• TAREA: Prosiga la columna de opinión sobre la final a partido único de la Copa Libertadores a partir de su última oración.

• EXTRACTO PROPORCIONADO:
“La propuesta es injusta por varias razones, pero la principal es que favorece exclusivamente a los clubes grandes”. (Foto: AFP)
“La propuesta es injusta por varias razones, pero la principal es que favorece exclusivamente a los clubes grandes”. (Foto: AFP)
Jerónimo Pimentel

La Conmebol nos regala una pésima noticia –una más– con una decisión absurda: a partir del 2019 la Copa Libertadores definirá la final a partido único. La justificación es crear un acontecimiento, a la manera de la Champions League, con sede rotativa, bajo el supuesto de que así se dará un carácter más internacional a la competencia.


La propuesta es injusta por varias razones, pero la principal es que favorece exclusivamente a los clubes grandes. Son los equipos de Brasil y Argentina los que cuentan con mayores recursos para copar una sede ‘neutral’, así como más plazas e infraestructura para postular a la localía del último partido. A su vez, las aficiones de ambos países son las que cuentan con mayor organización y financiamiento para emprender giras regionales, algo que difícilmente ocurrirá con instituciones pequeñas que buscan despegar deportivamente. El resultado es más o menos claro: se verán beneficiados los de siempre.

• MATERIAL MOSTRADO:
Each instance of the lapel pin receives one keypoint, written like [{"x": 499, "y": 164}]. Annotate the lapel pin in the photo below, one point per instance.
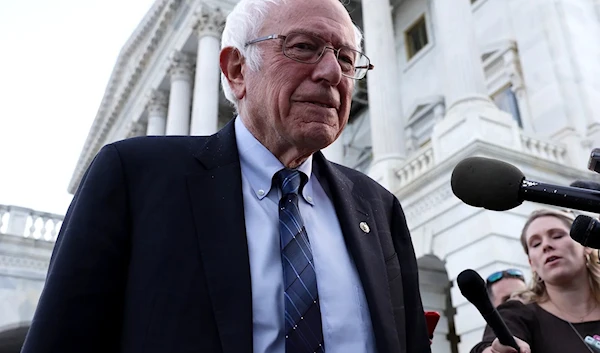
[{"x": 364, "y": 227}]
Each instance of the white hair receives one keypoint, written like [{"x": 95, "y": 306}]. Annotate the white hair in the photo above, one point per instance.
[{"x": 243, "y": 25}]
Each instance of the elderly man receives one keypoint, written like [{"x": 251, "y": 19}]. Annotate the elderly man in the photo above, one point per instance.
[
  {"x": 502, "y": 285},
  {"x": 247, "y": 240}
]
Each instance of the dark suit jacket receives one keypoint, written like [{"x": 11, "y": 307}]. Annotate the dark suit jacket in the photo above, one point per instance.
[{"x": 152, "y": 254}]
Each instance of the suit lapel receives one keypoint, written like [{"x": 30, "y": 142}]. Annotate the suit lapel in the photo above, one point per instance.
[
  {"x": 365, "y": 248},
  {"x": 218, "y": 211}
]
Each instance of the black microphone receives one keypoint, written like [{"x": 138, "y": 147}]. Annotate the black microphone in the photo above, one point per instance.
[
  {"x": 472, "y": 287},
  {"x": 586, "y": 231},
  {"x": 499, "y": 186}
]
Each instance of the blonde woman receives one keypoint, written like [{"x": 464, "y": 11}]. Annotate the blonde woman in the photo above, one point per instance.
[{"x": 562, "y": 304}]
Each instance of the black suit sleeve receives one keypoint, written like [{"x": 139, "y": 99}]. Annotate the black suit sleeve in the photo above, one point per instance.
[
  {"x": 80, "y": 309},
  {"x": 417, "y": 340}
]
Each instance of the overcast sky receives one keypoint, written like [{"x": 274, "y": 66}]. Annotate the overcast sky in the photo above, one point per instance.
[{"x": 56, "y": 59}]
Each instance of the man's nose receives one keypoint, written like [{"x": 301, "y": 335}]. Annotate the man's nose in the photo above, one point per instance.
[{"x": 328, "y": 68}]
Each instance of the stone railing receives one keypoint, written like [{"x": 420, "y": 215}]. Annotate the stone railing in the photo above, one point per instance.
[
  {"x": 416, "y": 166},
  {"x": 29, "y": 223},
  {"x": 543, "y": 149}
]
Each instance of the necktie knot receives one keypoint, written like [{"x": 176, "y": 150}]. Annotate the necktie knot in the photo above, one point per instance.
[{"x": 289, "y": 181}]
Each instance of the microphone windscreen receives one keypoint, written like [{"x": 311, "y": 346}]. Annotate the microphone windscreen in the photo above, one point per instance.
[
  {"x": 584, "y": 230},
  {"x": 472, "y": 287},
  {"x": 488, "y": 183}
]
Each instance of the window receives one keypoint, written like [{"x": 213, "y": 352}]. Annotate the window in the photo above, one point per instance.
[
  {"x": 415, "y": 37},
  {"x": 506, "y": 101}
]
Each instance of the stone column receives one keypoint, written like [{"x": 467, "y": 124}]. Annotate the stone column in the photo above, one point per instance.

• RESPUESTA:
Piense el lector, por ejemplo, en cuán ‘neutral’ sería una final en Montevideo que enfrente a un club del Pacífico contra otro del Atlántico. A diferencia de lo que ocurre en Europa, en estos lares no existe un sistema de transporte multimodal que interconecte distintas ciudades a precios económicos, como pueden ser los trenes de alta velocidad y las líneas aéreas de bajo costo real. Las distancias, con la Cordillera de los Andes y la selva amazónica en medio, tampoco son cortas ni fáciles de sortear como buena parte del llano europeo. Finalmente, la Unión Europea contempla una ciudadanía única que, a pesar de los avances en tema migratorios en la región, no puede ser equiparada en términos de facilidad, acceso, garantías y privilegios. El resultado es que se castiga al hincha local, quien ha apoyado a su equipo de barrio durante meses pero no necesariamente podrá hacerlo en el momento crucial; y se regala un premio no solicitado al hincha-turista, el aficionado rico o de clase media alta que, más allá de dónde vive, podrá viajar a Buenos Aires, Bogotá, Santiago o Sao Paulo para disfrutar de un espectáculo, quizás ajeno.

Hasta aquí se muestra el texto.